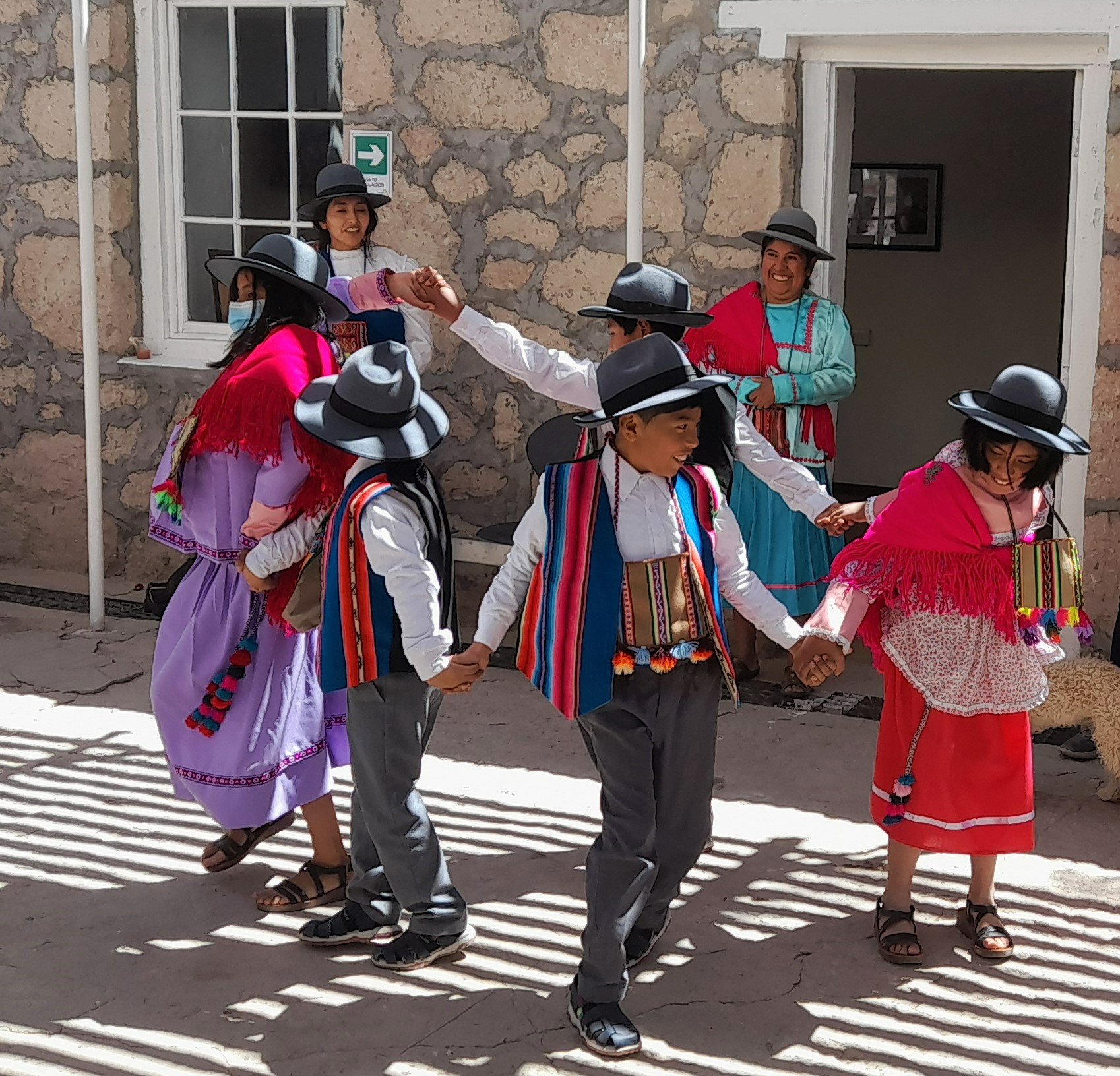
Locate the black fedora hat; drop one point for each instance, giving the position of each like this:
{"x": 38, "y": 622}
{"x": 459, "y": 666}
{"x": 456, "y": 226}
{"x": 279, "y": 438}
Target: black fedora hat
────────────────────────────────────────
Rename "black fedora hat" to "brown cowboy hat" everywhere in the items above and write them out again, otherwise unchanged. Leave the pictures out.

Locate the brown cowboy hat; drop one point for each instance, giving the position of each like this:
{"x": 38, "y": 622}
{"x": 459, "y": 666}
{"x": 456, "y": 226}
{"x": 279, "y": 438}
Target: brown cowboy hat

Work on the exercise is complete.